(Dataset items)
Begin

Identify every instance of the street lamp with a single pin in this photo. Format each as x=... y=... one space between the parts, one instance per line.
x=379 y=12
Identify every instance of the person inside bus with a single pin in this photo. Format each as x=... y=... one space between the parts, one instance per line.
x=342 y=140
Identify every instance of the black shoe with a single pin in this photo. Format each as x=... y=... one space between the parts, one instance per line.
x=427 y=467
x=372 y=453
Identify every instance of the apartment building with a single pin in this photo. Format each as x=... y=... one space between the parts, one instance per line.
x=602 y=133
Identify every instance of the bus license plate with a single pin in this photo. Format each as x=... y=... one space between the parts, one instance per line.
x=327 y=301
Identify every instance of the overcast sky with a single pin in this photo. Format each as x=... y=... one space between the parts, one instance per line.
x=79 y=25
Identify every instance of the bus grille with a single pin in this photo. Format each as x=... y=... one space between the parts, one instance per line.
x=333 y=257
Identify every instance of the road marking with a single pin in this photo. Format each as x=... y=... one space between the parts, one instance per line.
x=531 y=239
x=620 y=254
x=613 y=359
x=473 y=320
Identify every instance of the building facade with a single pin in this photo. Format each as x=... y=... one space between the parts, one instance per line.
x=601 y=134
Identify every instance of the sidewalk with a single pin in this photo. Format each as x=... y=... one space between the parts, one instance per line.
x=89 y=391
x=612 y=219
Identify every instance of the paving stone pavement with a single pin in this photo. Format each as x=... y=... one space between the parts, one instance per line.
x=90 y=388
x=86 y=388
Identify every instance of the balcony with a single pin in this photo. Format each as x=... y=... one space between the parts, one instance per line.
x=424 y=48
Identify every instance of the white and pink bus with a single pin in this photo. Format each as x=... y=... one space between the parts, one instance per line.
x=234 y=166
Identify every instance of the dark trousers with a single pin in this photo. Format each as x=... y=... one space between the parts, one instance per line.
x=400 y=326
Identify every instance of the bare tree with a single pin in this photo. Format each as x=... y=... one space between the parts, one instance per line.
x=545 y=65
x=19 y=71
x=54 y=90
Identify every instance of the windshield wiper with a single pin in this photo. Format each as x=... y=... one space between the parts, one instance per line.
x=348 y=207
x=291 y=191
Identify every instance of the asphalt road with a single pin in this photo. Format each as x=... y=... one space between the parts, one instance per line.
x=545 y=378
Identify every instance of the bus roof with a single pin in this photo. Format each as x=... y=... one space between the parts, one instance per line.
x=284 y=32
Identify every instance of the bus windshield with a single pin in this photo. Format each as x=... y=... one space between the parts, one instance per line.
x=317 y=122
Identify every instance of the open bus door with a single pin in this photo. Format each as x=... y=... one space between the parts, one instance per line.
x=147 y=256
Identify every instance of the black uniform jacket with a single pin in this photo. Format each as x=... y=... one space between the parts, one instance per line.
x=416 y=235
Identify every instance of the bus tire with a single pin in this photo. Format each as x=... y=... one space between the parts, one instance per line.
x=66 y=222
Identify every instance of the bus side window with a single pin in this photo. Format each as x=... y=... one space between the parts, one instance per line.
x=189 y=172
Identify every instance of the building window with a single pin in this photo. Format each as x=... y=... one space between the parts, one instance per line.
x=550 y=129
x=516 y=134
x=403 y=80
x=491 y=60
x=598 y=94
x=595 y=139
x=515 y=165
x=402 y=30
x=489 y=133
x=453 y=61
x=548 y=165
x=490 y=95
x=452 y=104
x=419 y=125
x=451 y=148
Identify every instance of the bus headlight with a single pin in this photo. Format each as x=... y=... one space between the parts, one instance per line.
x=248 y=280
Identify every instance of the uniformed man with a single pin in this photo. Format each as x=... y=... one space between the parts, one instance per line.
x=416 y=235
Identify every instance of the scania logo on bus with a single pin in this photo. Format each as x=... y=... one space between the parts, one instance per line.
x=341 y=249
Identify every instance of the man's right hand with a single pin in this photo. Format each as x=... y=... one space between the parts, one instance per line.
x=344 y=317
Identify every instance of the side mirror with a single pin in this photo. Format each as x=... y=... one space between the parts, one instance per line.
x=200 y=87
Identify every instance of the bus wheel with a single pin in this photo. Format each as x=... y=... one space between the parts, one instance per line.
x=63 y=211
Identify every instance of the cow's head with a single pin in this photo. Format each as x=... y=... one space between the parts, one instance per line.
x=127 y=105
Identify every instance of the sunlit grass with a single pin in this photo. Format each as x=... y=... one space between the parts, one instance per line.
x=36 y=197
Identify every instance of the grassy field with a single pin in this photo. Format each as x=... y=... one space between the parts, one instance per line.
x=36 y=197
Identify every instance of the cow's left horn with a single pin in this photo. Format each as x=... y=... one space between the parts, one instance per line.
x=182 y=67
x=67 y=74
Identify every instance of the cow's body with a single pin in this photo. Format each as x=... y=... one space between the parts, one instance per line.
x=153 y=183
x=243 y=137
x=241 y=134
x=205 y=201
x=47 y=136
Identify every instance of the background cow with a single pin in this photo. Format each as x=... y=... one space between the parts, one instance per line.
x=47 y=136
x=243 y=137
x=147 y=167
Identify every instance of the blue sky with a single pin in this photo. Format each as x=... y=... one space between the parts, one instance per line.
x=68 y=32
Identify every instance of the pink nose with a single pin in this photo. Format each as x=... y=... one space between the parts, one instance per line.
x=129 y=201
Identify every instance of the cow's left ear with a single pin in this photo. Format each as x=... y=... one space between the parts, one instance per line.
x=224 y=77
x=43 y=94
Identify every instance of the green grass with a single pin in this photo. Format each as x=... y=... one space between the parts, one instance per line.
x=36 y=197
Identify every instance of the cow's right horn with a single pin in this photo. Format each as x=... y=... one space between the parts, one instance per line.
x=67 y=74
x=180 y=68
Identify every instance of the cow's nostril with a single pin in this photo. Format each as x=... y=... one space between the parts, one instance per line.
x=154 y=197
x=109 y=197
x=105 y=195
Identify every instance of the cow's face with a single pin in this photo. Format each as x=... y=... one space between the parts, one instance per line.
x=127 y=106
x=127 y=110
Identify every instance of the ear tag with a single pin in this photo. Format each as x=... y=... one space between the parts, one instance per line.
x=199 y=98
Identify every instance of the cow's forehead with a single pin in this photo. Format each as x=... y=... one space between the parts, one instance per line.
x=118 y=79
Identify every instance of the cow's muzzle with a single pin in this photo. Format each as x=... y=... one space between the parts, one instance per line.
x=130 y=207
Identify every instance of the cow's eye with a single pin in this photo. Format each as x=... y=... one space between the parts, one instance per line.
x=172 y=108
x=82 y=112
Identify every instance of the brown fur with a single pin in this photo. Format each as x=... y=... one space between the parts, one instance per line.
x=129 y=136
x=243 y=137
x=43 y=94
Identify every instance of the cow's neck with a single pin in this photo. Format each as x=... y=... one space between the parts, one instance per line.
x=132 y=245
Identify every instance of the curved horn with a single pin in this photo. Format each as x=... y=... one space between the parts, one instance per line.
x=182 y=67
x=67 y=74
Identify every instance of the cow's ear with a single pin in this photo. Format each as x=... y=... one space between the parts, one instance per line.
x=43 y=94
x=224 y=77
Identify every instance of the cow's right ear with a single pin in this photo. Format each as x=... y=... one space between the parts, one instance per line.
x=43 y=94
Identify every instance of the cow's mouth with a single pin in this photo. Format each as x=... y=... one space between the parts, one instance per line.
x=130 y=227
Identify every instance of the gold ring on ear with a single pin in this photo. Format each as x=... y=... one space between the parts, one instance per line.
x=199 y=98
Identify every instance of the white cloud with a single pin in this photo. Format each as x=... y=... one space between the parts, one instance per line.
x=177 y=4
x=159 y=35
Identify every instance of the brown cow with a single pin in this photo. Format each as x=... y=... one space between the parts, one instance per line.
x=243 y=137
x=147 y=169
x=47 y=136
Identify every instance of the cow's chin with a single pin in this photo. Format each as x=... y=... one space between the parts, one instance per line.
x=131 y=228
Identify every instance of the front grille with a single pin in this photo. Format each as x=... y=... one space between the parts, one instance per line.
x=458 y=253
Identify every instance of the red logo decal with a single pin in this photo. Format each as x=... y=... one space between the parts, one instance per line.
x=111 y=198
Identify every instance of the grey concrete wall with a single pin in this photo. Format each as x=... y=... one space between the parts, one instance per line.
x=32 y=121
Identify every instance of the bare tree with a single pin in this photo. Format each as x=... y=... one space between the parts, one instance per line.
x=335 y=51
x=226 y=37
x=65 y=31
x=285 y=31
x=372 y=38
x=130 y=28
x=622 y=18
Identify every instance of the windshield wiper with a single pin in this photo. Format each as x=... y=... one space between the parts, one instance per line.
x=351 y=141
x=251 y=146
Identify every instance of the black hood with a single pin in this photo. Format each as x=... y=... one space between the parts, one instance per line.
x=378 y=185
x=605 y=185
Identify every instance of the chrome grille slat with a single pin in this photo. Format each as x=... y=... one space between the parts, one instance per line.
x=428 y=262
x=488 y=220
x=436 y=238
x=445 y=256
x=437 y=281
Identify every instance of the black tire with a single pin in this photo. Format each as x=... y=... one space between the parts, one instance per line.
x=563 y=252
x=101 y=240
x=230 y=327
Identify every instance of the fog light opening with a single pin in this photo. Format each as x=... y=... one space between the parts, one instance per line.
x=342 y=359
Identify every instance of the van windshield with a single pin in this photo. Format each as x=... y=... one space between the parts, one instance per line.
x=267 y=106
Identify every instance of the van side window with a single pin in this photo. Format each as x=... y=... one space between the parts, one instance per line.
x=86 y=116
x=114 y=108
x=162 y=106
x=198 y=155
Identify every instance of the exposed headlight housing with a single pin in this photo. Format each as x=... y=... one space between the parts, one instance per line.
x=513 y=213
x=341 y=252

End

[Objective]:
Can you give the lines from the one containing "Identify every instance of the cow's left ear" up to and including the one containing "x=105 y=195" again, with "cow's" renamed to "bull's" and everything else unchanged?

[Task output]:
Identify every instance of the bull's left ear with a single pin in this photo. Format each as x=... y=... one space between the parts, one instance per line.
x=224 y=77
x=43 y=94
Identify every instance of the green grass with a single pin in this photo. Format each as x=... y=... one space between the parts, one instance per line.
x=36 y=197
Identify every instance of the bull's right horn with a single pin in this photo. Format each as x=... y=... one space between the parts, one instance per line.
x=67 y=74
x=180 y=68
Identify every instance of the bull's nostril with a single pin in this photo. Format each as x=... y=... one space between the parts, one instance per line.
x=154 y=197
x=109 y=197
x=105 y=195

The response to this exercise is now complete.